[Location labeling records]
.....
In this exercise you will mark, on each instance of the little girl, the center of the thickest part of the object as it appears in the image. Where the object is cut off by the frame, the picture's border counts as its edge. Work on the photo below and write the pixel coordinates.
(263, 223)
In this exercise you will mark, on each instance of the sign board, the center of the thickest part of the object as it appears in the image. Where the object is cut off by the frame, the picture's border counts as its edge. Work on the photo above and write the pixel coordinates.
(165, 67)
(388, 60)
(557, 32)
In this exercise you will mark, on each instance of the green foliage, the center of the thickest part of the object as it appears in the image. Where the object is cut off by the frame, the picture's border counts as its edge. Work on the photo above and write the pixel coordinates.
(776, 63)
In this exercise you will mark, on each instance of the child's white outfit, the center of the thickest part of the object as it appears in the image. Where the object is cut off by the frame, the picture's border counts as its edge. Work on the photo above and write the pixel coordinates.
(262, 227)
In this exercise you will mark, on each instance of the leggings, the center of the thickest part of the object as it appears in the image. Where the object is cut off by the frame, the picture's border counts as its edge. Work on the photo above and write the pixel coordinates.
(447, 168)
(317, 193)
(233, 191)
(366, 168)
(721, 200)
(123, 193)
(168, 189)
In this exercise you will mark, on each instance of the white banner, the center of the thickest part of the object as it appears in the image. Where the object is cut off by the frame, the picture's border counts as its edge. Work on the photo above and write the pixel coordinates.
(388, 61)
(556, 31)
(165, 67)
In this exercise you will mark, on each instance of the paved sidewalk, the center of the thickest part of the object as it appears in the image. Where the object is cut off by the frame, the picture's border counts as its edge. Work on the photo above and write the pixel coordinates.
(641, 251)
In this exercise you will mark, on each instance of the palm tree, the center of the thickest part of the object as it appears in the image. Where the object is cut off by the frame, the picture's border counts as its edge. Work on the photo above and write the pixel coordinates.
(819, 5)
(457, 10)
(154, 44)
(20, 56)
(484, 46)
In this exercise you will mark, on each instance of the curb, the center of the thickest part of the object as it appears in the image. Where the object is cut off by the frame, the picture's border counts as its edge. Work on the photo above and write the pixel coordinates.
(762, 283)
.....
Written task = Starting at the line that contains "the curb, the" and ending at the end of the records, write out each line again, requests included, adding 29 to every number in the answer coordinates.

Problem solution =
In this exercise you will mark, on each instance of the curb, the center of the thickest part of the object as it appears in the image. Where the object is cut off by the frame, the picture's border counts as its edge. Work on the photo above and write the pixel coordinates.
(791, 312)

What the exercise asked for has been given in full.